SCOTLAND finally have some clarity regarding their route to qualification for the 2022 World Cup in New Zealand.
Bryan Easson’s side will play their long awaited ‘Europe Qualifier’ competition against Italy, Ireland and Spain next month in Parma’s Stadio Sergio Lanfranchi, Italy, home of the Zebre Rugby Club.
The team which finishes top of that tournament will book a spot in Group B at the World Cup alongside Canada, USA and the ‘Asia 1’ qualifier (either Hong Kong, Japan or Kazakhstan).
Meanwhile, the runner-up will compete against the second placed teams in the regional qualification tournaments for Asia and Oceania (already confirmed as Samoa), plus the winner of a play-off between the South America regional qualifier (confirmed as Columbia) and the second-placed team from the Africa regional qualifier (Kenya).
While the Covid pandemic has caused serious disruption to sporting schedules across the globe, the level of confusion in women’s international rugby has been particularly acute with this European qualifying tournament having been pushed back at least twice from its initially scheduled slot in September 2020, and the format of the competition also being unclear before yesterday’s confirmation. For example, it was reported back in May that Scotland’s 2022 Six Nations matches against Italy and Ireland would double-up as World Cup qualifiers.

> [USING THE INFORMATION]
a) Answer these questions from the article on Scotland's route to the 2022 World Cup:
(i) In which stadium will the Europe Qualifier be played?
(ii) Which teams will join the winner of that tournament in Group B at the World Cup?
(iii) When was the European qualifying tournament originally scheduled?
b) Resume the article on Scotland's route to the 2022 World Cup, picking up after its final sentence.

> [INFORMATION PROVIDED]
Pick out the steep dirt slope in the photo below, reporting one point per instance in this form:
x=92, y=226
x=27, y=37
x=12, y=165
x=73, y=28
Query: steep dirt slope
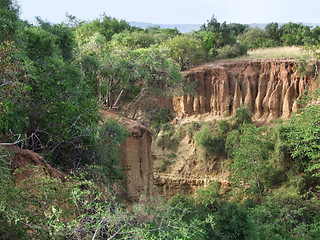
x=268, y=87
x=136, y=157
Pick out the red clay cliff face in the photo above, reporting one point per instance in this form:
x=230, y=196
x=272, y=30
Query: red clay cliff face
x=135, y=157
x=268, y=87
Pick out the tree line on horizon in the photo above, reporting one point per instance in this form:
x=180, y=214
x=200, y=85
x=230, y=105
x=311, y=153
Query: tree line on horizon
x=55, y=79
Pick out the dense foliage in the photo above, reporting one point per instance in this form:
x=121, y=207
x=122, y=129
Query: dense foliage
x=54, y=78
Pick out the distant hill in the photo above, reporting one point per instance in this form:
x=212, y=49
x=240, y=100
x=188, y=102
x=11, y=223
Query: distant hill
x=185, y=28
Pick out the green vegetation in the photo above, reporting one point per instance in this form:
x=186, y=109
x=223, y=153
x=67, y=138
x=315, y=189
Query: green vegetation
x=54, y=78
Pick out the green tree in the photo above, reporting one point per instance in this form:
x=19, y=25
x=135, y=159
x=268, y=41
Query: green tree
x=250, y=156
x=185, y=50
x=14, y=90
x=303, y=136
x=9, y=19
x=273, y=32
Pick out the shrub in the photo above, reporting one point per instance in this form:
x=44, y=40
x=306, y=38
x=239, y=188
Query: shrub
x=211, y=142
x=231, y=51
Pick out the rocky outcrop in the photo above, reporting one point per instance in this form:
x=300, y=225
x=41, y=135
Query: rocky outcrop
x=136, y=158
x=268, y=87
x=28, y=163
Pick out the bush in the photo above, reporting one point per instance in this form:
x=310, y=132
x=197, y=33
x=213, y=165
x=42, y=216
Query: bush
x=211, y=142
x=231, y=51
x=232, y=221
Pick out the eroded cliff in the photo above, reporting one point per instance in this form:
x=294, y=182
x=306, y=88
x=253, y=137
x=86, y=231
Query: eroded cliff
x=136, y=158
x=268, y=87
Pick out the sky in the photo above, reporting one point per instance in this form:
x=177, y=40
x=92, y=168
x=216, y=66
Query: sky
x=175, y=11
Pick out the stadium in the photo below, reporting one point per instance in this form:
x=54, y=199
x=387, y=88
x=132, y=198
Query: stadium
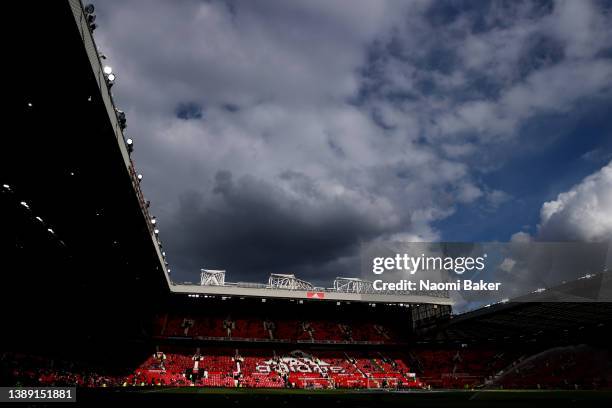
x=94, y=304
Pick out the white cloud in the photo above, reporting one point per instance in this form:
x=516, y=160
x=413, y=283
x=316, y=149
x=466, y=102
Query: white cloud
x=583, y=213
x=278, y=81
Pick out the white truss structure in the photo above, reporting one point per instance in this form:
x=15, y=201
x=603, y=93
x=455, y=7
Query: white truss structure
x=286, y=281
x=211, y=277
x=352, y=285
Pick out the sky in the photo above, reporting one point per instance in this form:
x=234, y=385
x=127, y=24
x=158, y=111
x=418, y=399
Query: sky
x=279, y=137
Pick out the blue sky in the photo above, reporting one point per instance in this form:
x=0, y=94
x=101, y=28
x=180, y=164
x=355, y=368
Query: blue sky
x=280, y=136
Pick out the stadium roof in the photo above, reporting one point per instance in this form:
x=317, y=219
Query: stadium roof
x=212, y=282
x=75, y=227
x=568, y=310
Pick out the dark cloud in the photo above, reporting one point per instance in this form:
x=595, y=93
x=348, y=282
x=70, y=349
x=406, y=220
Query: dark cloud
x=189, y=110
x=252, y=229
x=331, y=123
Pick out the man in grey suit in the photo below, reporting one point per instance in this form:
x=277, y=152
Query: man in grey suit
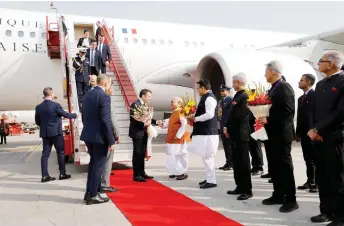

> [REPLIES]
a)
(i) Parma's Stadio Sergio Lanfranchi in Italy, home of the Zebre Rugby Club.
(ii) Canada, USA and the 'Asia 1' qualifier (either Hong Kong, Japan or Kazakhstan).
(iii) September 2020.

b)
Some details have still to be confirmed, but there is at least now a rough framework for Easson and his team to work towards. The three rounds of matches in the European qualifier will be played on Monday 13th, Sunday 19th and Saturday 25th September, with a full match schedule and further details in relation to the Final Qualification Tournament to be announced at a later stage.
The World Cup was initially scheduled to be played this Autumn but was postponed by a year in March due to the Covid pandemic, meaning it will now take place between 8th and 12th November 2022 in the cities of Auckland and Whangārei.
Nine teams have already booked their place at the main tournament, including New Zealand, England, France, Canada, USA, Australia and Wales, who qualified through their final ranking at RWC 2017 in Ireland, while South Africa and Fiji have qualified through their regional qualification tournaments.
Scotland have not qualified for a World Cup since finishing eighth at the 2010 tournament in England, and they will have to be at their best if they are to put that right this time round. They have lost their last four matches against Italy, including a 20-41 reverse at home during this year’s Six Nations; they have managed just one win (12-15 in Dublin in 2018) from their last 14 matches against Ireland; and while they did manage a 12-36 win over Spain in a friendly in Almería in January 2020, Scotland had lost the three previous encounters between the two sides.
There has been an increased focus on the women’s game in Scotland in recent years and it is generally agreed that the national team has become more competitive, and head coach Easson stressed that his team have the ability to make it to New Zealand.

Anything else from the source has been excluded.